SOURCE »
---+---
It is actually quite simple. Chevalier is the French word for Knight, thus not a first name. It is a title and when used in addressing someone of that title, the Chevalier, the Knight, has to be used. If you translate that title into English, he is the Knight of Lorraine. Why don’t they call him by his name on the show? Probably to avoid him being confused with the King’s brother. The way they use the word Chevalier in the show is perfectly fine, but it has given many the impression that it is actually his name.

He is also not the only Chevalier around. Rohan is one too. Using the title of Chevalier is something that was very common for what was called a Prince étranger, a foreign Prince. Those were members of a family that had ties to a ruling house outside of France. As in, they are from smaller family branches. Those Princes took the title of Chevalier to because it was deemed more humble than boasting a Prince in their title. By itself, a Chevalier is the lowest ranking title of nobility one can have, but title does not always equal someone’s rank. A Prince étranger, even with the title of Chevalier, still has the rank of a Prince. Our Chevalier de Lorraine comes from the Guise branch of the Ducal House of Lorraine and his rank of Prince étranger makes him entitled to be addresses as Altesse, Highness. So, the most proper way to address him would be ‘His Highness Monsieur the Chevalier de Lorraine’.
---+---
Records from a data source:
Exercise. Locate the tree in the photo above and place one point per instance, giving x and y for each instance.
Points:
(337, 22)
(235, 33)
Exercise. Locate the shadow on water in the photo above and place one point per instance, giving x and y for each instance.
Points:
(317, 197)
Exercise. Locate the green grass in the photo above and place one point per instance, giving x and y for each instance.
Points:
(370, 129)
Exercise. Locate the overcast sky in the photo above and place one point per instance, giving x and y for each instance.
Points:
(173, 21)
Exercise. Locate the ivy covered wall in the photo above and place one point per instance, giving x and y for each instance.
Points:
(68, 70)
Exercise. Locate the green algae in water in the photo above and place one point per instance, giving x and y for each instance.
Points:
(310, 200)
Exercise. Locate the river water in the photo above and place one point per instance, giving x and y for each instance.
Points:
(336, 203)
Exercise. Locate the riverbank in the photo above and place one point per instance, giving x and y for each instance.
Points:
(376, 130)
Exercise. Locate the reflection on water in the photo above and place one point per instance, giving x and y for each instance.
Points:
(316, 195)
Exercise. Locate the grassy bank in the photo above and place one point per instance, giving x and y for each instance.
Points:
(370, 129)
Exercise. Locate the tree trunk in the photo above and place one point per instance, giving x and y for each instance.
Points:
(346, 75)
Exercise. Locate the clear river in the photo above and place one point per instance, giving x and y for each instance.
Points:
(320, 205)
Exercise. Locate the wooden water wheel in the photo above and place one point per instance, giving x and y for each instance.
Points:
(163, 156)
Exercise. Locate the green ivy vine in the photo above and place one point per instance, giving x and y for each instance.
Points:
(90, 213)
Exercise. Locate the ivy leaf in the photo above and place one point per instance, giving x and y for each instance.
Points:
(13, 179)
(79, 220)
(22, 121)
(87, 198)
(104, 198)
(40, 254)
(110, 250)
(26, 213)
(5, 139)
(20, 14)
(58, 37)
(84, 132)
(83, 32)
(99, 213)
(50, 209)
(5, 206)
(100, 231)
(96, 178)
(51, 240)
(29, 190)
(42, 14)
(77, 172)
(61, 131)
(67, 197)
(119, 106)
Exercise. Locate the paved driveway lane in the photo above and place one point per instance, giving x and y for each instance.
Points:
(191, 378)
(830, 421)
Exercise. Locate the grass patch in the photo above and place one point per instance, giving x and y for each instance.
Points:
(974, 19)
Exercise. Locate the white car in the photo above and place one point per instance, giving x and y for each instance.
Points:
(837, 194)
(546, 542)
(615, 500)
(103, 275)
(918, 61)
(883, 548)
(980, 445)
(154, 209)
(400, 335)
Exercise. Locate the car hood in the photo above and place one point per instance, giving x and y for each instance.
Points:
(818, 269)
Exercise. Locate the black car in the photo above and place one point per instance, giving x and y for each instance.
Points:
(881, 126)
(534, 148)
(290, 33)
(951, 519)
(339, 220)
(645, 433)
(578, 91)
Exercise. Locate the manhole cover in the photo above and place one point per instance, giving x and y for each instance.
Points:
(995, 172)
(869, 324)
---+---
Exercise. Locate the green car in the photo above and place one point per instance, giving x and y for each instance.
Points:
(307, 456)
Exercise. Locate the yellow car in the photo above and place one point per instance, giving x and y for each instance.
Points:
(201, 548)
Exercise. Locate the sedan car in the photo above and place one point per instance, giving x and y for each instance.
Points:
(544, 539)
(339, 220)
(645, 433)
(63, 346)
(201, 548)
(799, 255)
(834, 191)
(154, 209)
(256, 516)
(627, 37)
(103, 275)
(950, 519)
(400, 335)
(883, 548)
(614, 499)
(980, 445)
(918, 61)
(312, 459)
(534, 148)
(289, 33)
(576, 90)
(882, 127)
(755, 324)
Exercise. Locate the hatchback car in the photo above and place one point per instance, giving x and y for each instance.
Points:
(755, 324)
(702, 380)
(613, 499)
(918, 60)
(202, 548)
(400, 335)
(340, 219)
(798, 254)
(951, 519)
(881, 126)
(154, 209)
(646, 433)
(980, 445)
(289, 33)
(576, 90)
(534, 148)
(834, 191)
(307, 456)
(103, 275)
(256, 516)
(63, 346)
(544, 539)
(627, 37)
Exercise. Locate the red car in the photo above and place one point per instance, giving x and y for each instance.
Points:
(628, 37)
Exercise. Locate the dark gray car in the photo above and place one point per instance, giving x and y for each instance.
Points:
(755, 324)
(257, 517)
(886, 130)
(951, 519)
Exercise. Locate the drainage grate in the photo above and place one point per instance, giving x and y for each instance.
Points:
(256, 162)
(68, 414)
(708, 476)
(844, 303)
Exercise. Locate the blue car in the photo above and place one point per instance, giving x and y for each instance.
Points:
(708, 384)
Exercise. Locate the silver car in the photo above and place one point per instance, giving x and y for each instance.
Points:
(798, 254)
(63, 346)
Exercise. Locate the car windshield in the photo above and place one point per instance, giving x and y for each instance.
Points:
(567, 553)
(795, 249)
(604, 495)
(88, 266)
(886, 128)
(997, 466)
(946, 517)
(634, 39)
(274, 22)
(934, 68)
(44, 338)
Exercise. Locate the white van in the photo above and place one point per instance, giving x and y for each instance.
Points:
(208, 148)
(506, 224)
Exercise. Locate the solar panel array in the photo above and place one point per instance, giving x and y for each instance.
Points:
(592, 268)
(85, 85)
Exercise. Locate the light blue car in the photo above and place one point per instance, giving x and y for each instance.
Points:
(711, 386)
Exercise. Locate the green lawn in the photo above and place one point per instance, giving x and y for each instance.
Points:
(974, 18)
---+---
PROMPT 1 » From the passage on the Chevalier title, copy everything from "It is actually quite" down to "actually his name.".
PROMPT 2 » In the passage on the Chevalier title, which branch of the Ducal House of Lorraine does the Chevalier de Lorraine come from?
PROMPT 3 » Write the next part of the passage on the Chevalier title, starting after its last sentence.

EXERCISE OUTPUT 1 »
It is actually quite simple. Chevalier is the French word for Knight, thus not a first name. It is a title and when used in addressing someone of that title, the Chevalier, the Knight, has to be used. If you translate that title into English, he is the Knight of Lorraine. Why don’t they call him by his name on the show? Probably to avoid him being confused with the King’s brother. The way they use the word Chevalier in the show is perfectly fine, but it has given many the impression that it is actually his name.

EXERCISE OUTPUT 2 » The Guise branch.

EXERCISE OUTPUT 3 »
The actual Chevalier de Lorraine
The actual Chevalier de Lorraine

Rohan, although the show displays it differently, is of the same title and rank as the Chevalier de Lorraine. In the Prince étranger ranking of who is from the more important and prestigious Prince étranger family, the Chevalier de Lorraine actually outranks the Chevalier de Rohan. Latter is referred to as ‘My Lord’ in the show, for whatever reason, which actually makes no sense. (Unless he became English suddenly.) Rohan is also portrayed as being of a higher rank, which, as we see, is nonsense. Both Chevaliers are of the same rank, with Lorraine coming from the ‘better’ family, thus being more influential. The show is not always correct in addressing, for example, both Madame and Monsieur are called merely Highnesses, when they are actually Royal Highnesses. The difference between those two is, that a Highness can by any Prince or Princesse, while a Royal Highness is, as the name hints, a member of the Royal Family. Both, Madame and Monsieur, are entitled to this form of address since their birth.

Let’s get back to the Chevalier de Lorraine, he is one of many Chevaliers of 17th century France. What makes him a special Chevalier is the whole Prince étranger situation. Not every Chevalier is a Prince étranger, but if you meet a Chevalier, the chances are high that you are actually speaking to a Prince of a foreign Ducal or Princely house. Interesting side information here, some of those Prince étrangers were called cousin by the King, although they were not very closely related to the Bourbons, the Chevalier de Lorraine was one of them.